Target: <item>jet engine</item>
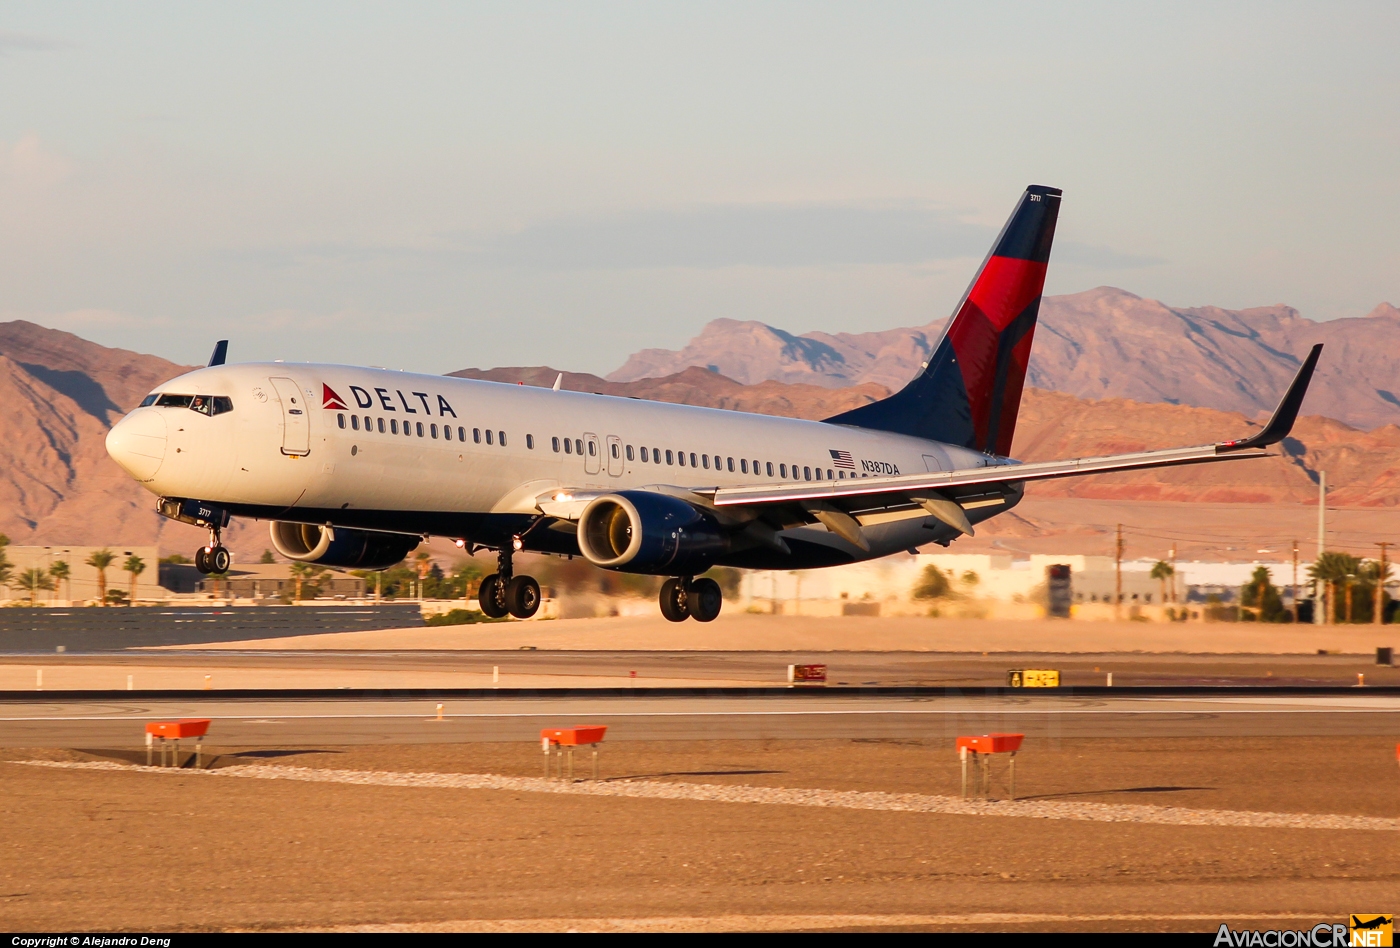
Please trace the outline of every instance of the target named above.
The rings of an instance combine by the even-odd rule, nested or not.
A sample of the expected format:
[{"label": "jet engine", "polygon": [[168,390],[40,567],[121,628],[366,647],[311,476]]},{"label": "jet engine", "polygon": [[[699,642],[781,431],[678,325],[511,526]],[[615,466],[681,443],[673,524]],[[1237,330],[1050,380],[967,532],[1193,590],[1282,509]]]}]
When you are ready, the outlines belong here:
[{"label": "jet engine", "polygon": [[719,522],[666,494],[627,490],[604,494],[583,510],[578,545],[604,569],[660,576],[694,576],[729,550]]},{"label": "jet engine", "polygon": [[345,569],[387,569],[418,546],[419,538],[405,533],[377,533],[314,523],[271,524],[272,545],[289,560]]}]

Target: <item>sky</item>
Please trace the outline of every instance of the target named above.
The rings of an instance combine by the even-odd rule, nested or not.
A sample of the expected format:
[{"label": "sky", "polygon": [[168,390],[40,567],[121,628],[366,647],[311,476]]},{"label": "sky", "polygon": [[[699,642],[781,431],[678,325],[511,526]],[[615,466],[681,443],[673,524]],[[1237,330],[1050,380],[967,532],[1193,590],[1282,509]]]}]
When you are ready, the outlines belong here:
[{"label": "sky", "polygon": [[0,2],[0,320],[600,374],[711,319],[1400,303],[1400,4]]}]

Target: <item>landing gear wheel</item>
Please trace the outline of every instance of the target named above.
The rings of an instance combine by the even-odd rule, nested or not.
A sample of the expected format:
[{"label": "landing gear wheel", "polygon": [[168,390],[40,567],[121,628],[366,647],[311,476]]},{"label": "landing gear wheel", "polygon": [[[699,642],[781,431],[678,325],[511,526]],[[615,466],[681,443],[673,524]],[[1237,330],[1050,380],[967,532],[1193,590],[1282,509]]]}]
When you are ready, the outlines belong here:
[{"label": "landing gear wheel", "polygon": [[690,584],[690,594],[686,597],[690,604],[690,617],[696,622],[713,622],[724,605],[724,591],[713,579],[696,579]]},{"label": "landing gear wheel", "polygon": [[209,555],[205,557],[205,562],[209,564],[209,572],[227,573],[228,568],[233,565],[233,557],[229,556],[226,547],[216,546],[209,551]]},{"label": "landing gear wheel", "polygon": [[492,573],[481,581],[477,590],[476,602],[481,614],[488,619],[499,619],[507,612],[505,584],[499,573]]},{"label": "landing gear wheel", "polygon": [[517,576],[506,584],[506,611],[528,619],[540,609],[540,584],[533,576]]},{"label": "landing gear wheel", "polygon": [[194,551],[194,568],[205,576],[208,576],[209,573],[212,572],[209,569],[209,551],[204,547],[200,547]]},{"label": "landing gear wheel", "polygon": [[672,622],[684,622],[690,615],[690,597],[685,583],[668,579],[661,584],[661,614]]}]

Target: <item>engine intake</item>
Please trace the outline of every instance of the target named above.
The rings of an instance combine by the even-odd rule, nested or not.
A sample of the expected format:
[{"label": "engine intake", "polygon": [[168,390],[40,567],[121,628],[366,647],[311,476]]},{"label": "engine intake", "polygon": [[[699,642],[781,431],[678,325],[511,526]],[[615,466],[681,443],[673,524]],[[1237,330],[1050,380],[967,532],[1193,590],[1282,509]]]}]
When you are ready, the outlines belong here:
[{"label": "engine intake", "polygon": [[661,576],[703,573],[729,551],[710,514],[678,497],[639,490],[604,494],[585,507],[578,545],[595,566]]},{"label": "engine intake", "polygon": [[388,569],[418,546],[418,537],[274,520],[272,546],[289,560],[345,569]]}]

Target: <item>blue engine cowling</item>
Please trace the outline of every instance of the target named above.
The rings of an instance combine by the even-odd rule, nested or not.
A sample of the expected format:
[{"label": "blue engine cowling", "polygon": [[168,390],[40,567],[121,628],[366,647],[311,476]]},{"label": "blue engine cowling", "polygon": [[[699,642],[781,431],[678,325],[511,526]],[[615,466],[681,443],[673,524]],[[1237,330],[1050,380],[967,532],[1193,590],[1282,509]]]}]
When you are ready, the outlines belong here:
[{"label": "blue engine cowling", "polygon": [[272,545],[289,560],[342,569],[388,569],[418,546],[406,533],[376,533],[314,523],[271,524]]},{"label": "blue engine cowling", "polygon": [[584,508],[578,545],[604,569],[694,576],[728,552],[729,539],[713,516],[680,498],[624,490]]}]

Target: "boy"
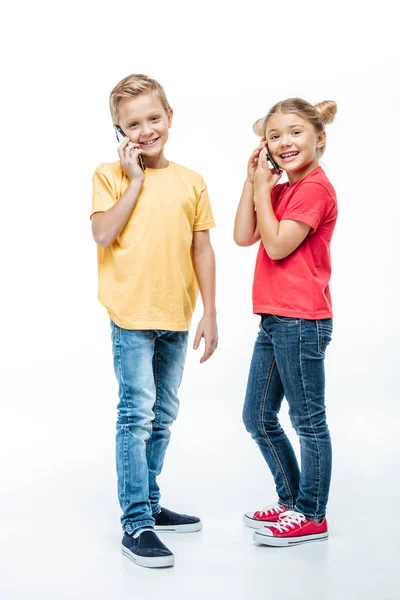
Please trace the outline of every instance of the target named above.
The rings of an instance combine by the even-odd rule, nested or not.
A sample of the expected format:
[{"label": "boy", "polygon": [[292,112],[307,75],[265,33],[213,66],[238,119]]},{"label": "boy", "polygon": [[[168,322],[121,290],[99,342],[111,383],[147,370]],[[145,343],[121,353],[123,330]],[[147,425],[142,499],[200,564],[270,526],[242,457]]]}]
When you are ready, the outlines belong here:
[{"label": "boy", "polygon": [[156,478],[178,412],[198,288],[204,315],[194,348],[205,338],[200,362],[217,347],[215,258],[208,231],[215,223],[202,177],[164,156],[173,112],[161,85],[130,75],[112,90],[110,110],[126,138],[118,148],[120,160],[96,169],[91,219],[99,300],[111,319],[119,384],[122,551],[141,566],[172,566],[174,556],[154,529],[192,532],[202,524],[162,508]]}]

================

> **Work instruction**
Only lines containing the string "item" belong in the answer; find them in the data above and copy them.

> **Output for this exercise**
Target: <item>jet engine</item>
Target: <item>sky</item>
Target: <item>landing gear wheel</item>
Target: <item>engine intake</item>
Target: <item>blue engine cowling</item>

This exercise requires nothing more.